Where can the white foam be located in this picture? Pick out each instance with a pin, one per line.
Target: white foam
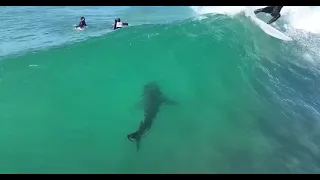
(298, 17)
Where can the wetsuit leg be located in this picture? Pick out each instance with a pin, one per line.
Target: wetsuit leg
(275, 17)
(268, 9)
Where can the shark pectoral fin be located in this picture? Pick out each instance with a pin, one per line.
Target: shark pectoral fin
(168, 101)
(139, 105)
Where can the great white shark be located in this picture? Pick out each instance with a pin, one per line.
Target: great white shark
(153, 99)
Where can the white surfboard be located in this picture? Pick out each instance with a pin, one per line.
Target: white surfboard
(270, 30)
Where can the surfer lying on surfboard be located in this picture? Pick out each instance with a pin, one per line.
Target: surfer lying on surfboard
(273, 10)
(82, 23)
(118, 24)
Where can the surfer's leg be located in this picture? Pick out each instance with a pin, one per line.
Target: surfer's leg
(267, 9)
(275, 17)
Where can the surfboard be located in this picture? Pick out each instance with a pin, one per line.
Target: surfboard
(270, 30)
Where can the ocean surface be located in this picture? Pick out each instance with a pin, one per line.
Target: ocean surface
(247, 102)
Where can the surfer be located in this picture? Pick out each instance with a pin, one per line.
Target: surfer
(82, 23)
(273, 10)
(118, 24)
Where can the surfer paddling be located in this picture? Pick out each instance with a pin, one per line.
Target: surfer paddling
(273, 10)
(82, 23)
(119, 24)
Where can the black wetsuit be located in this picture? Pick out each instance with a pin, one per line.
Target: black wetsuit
(273, 10)
(82, 24)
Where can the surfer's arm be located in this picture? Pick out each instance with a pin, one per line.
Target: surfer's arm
(274, 18)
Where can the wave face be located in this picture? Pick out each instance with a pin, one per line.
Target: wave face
(248, 103)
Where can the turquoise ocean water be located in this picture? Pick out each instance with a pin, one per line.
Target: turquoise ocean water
(248, 103)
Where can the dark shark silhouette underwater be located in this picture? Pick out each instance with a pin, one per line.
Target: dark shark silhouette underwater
(153, 99)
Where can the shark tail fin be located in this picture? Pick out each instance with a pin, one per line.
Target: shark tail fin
(135, 137)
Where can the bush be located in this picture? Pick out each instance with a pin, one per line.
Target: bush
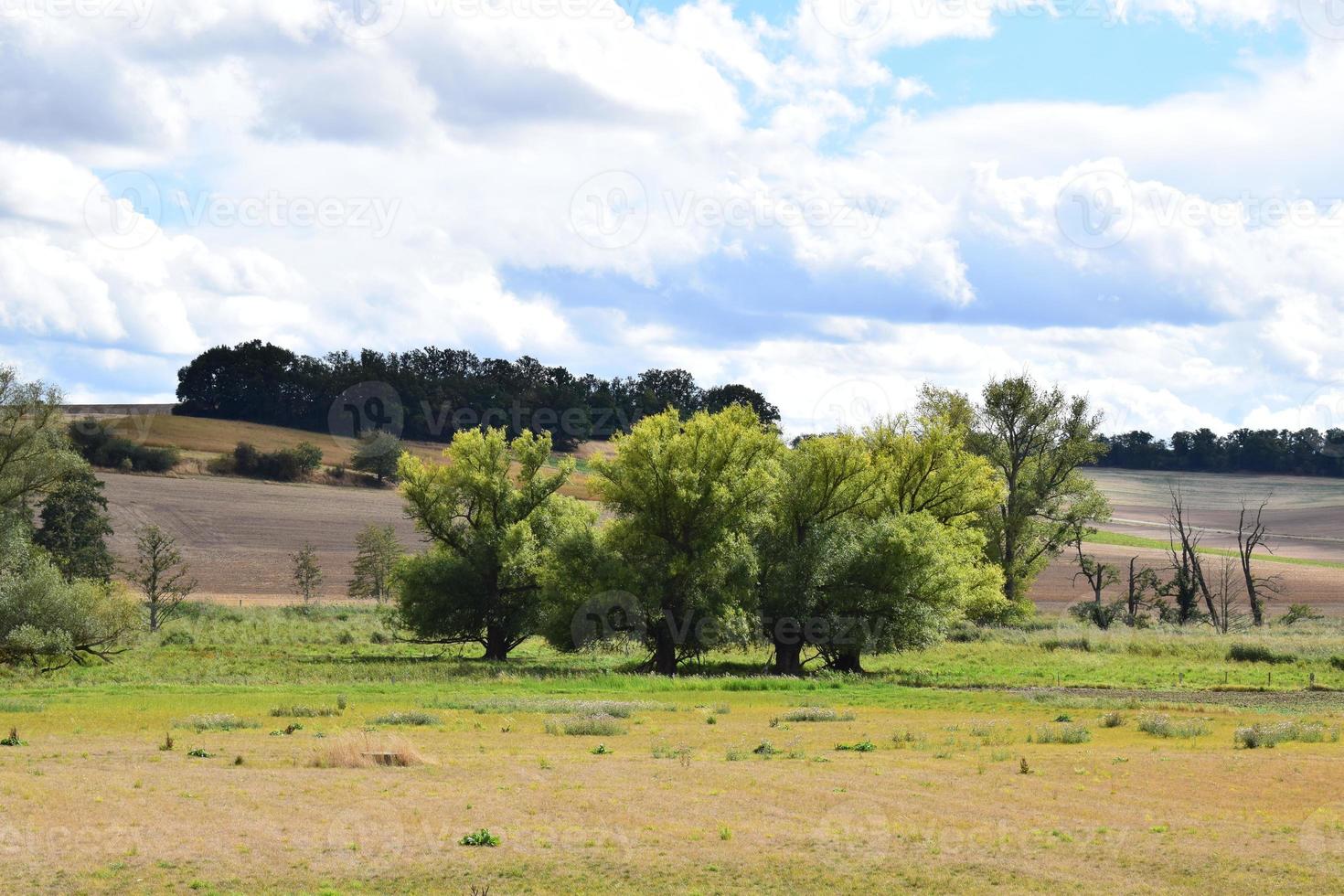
(1257, 653)
(597, 724)
(1164, 726)
(1066, 732)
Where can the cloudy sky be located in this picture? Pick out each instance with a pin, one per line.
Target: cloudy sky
(832, 202)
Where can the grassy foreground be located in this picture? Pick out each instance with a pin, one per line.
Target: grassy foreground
(714, 782)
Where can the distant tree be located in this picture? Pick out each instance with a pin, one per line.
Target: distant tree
(377, 551)
(722, 397)
(492, 527)
(686, 496)
(308, 574)
(74, 527)
(160, 575)
(379, 454)
(1250, 536)
(1037, 440)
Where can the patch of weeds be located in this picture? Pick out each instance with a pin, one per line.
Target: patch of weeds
(215, 721)
(302, 710)
(1163, 726)
(481, 837)
(597, 724)
(1066, 732)
(1269, 735)
(409, 718)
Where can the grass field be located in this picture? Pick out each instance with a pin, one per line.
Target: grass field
(763, 804)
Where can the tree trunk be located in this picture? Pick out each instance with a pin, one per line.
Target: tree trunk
(788, 657)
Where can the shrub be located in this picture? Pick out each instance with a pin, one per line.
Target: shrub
(365, 752)
(1257, 653)
(597, 724)
(1067, 732)
(1269, 735)
(816, 713)
(479, 838)
(411, 718)
(1164, 726)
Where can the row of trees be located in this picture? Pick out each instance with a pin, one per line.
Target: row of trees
(1306, 452)
(717, 532)
(431, 394)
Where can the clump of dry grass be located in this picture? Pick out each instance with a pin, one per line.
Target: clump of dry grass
(360, 750)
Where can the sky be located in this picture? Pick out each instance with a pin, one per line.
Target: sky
(831, 200)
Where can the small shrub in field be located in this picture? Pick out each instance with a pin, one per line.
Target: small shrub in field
(1164, 726)
(816, 713)
(1263, 735)
(217, 721)
(300, 710)
(365, 752)
(1257, 653)
(1066, 732)
(479, 838)
(411, 718)
(598, 724)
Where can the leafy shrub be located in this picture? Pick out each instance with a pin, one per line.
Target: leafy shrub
(1163, 726)
(816, 713)
(597, 724)
(411, 718)
(1067, 732)
(1263, 735)
(1257, 653)
(479, 838)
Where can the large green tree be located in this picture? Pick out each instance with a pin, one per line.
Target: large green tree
(492, 515)
(1035, 438)
(684, 496)
(76, 526)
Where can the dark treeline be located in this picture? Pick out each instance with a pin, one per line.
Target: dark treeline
(1303, 453)
(429, 394)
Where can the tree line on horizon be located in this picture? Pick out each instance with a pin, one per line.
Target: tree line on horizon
(1307, 452)
(437, 392)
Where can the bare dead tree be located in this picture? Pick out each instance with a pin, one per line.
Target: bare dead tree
(1252, 535)
(1191, 581)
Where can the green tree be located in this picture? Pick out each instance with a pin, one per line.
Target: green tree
(48, 623)
(379, 454)
(377, 551)
(492, 516)
(308, 572)
(34, 450)
(1037, 440)
(686, 497)
(74, 527)
(160, 575)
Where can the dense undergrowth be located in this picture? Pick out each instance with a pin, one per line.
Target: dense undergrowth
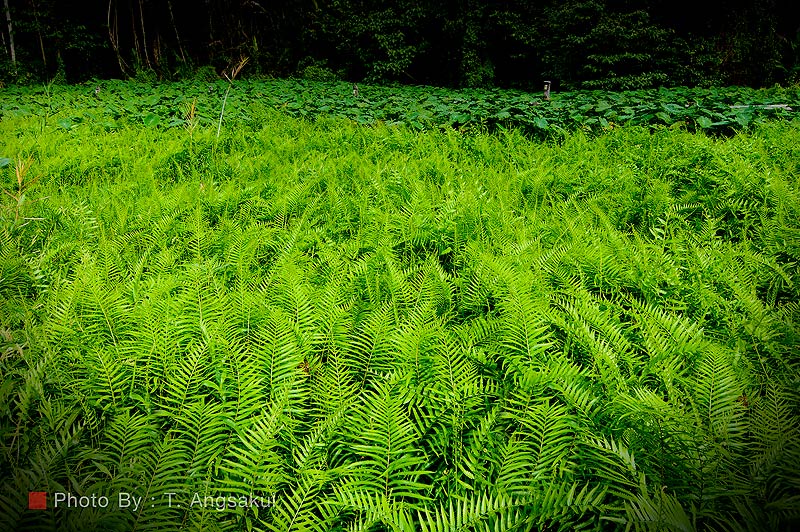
(381, 329)
(114, 104)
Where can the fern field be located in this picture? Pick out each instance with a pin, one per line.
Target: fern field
(379, 329)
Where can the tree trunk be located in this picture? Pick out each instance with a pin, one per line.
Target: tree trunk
(10, 35)
(175, 27)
★ ★ ★ ★ ★ ★ ★
Quote every entry exactly, with the pictures omitted.

Where can the white foam be located in this picture? Pick out each instance with a pin, one per line.
Target: white foam
(298, 17)
Where can the wetsuit leg be located in this picture? Pick out each instance with a pin, one per line.
Target: wetsuit leg
(275, 17)
(268, 9)
Where can the shark pectoral fin be located in this picture? Pick out each instance with a pin, one per line.
Target: shark pectoral fin
(168, 101)
(139, 105)
Where can the great white shark be located in this picture? Pick out each instance with a pin, one per line.
Target: great white shark
(153, 99)
Where can the white surfboard be located in this picture? Pick out each instance with a pin, one per line.
Target: white surfboard
(270, 30)
Where can the surfer lying on surfboard be located in this picture? Pick out each instance with a pin, one per line.
Target: surfer lying on surfboard
(273, 10)
(82, 23)
(118, 24)
Where can the surfer's leg be located in this picture? Pick out each instance with a pin, one per line.
Target: surfer's leg
(267, 9)
(275, 17)
Where can the surfboard be located in this picture? Pick out each instance with a pin, one per line.
Target: surfboard
(270, 30)
Where can the ocean surface be located in this picture? Pick out each instance with a pin, one per line.
Target: ocean surface
(247, 102)
Where can the surfer be located in this picture? Pick out each instance with a pin, one per line.
Target: surfer
(82, 23)
(273, 10)
(118, 24)
Where can the surfer paddling be located in this picture? Pick out each instance with a pin, one per line.
Target: surfer paddling
(273, 10)
(82, 23)
(119, 24)
Where can the black wetsuit be located in this picture? Pick out each instance with a pin, one per line.
Target: black wetsuit
(273, 10)
(82, 24)
Where can the surfer's arm be located in this picture? Pick out each instance with a pin, one per line.
Target: surfer's arm
(274, 18)
Where can the wave face be located in this picture? Pick out each instance with a pin, one per line.
Target: wave face
(248, 103)
Where can the turquoise ocean water be located in this picture? Pick out each instance with a pin, one per line.
Target: turquoise ocean water
(248, 103)
Where can the dark shark silhouette underwater be located in this picture? Pick out each instance with a pin, one per line.
Target: dark shark silhouette underwater
(153, 99)
Where can the shark tail fin be located in this picture? Pick out each instance with a pin, one per line.
Target: shark tail fin
(135, 137)
Where can the bush be located in this picture? Pick out each instance with a pin, one per line.
Target: bush
(1257, 653)
(597, 724)
(1164, 726)
(1066, 732)
Where can the cloudy sky be located in this picture? Pick out each instance with a pin, one per line.
Target: cloudy sky
(832, 202)
Where can the grassy foreground be located in this picture? Pick out each instance with a pin, one per line.
Target: grassy foreground
(714, 782)
Where can the distant tree be located in this picture? Pick out each instance with a pin, one per line.
Target: distant tree
(377, 551)
(722, 397)
(492, 527)
(686, 496)
(308, 574)
(74, 527)
(160, 575)
(379, 454)
(1250, 536)
(1037, 440)
Where can the patch of weeds be located in this picture? Pick out each instance with a pin, one per line.
Target: patch of weeds
(215, 721)
(302, 710)
(1163, 726)
(481, 837)
(597, 724)
(1066, 732)
(1269, 735)
(409, 718)
Where can the grass field be located in this picture? Pick out each instance with a pin, one per line.
Target: grass field
(763, 804)
Where can the tree trunk be located in this picture? Pick out each instance with a pin, one per line.
Target: tree trunk
(788, 657)
Where can the shrub be located in this picture? Pick out each instance with a pin, one per line.
Target: shrub
(365, 752)
(1257, 653)
(597, 724)
(1067, 732)
(1269, 735)
(816, 713)
(479, 838)
(411, 718)
(1164, 726)
Where can the row of trees be located in this picture? Pick out each instance with a pin, one per line.
Target: row of trees
(1306, 452)
(717, 532)
(431, 394)
Where can the clump of dry grass be located in this picture? Pick out each instance with a pin, one per line.
Target: clump of dry grass
(360, 750)
Where can the sky be located in this picture? Pick out each instance with a pin, one per line.
Target: sky
(831, 200)
Where can the small shrub in field be located in this picture? Pick out each instance with a pin, one per line.
Target: small shrub in field
(1164, 726)
(816, 713)
(1263, 735)
(217, 721)
(300, 710)
(365, 752)
(1257, 653)
(1066, 732)
(479, 838)
(411, 718)
(598, 724)
Where can the leafy shrub be located in this picture? Pick out each instance with a pin, one per line.
Target: leafy shrub
(1163, 726)
(816, 713)
(597, 724)
(411, 718)
(1067, 732)
(1263, 735)
(1257, 653)
(479, 838)
Where can the large green tree be located in this picture? Pick out each instance with a pin, one per line.
Target: large green tree
(492, 515)
(1035, 438)
(684, 496)
(76, 526)
Where can the dark treeline be located in this picture? Pick out each instance with a pin, one per line.
Target: dark treeline
(1303, 453)
(429, 394)
Where can the tree line on horizon be located in this picture? Pick out each instance with a pin, one per line.
Target: tree line on horizon
(1307, 452)
(437, 392)
Where can the bare dead tree be located in this picture? Pick out each instance with a pin, one per line.
Target: bare dead tree
(1252, 535)
(1191, 581)
Where can the green tree be located in this picture? Pick out each instance with a pin, one per line.
Target: green tree
(48, 623)
(379, 454)
(377, 551)
(492, 516)
(308, 572)
(34, 450)
(1037, 440)
(686, 497)
(74, 527)
(160, 575)
Where can the dense undergrowth be located in this picture? Pick out each instance with a pin, one per line.
Target: dense undergrowth
(381, 329)
(114, 104)
Where can the fern field be located in this picture? Pick out each instance with a pin, one per line.
Target: fern field
(379, 329)
Where can the tree trunk be located in this picture? Pick out each instance with a pin, one per line.
Target: tree trunk
(10, 35)
(175, 27)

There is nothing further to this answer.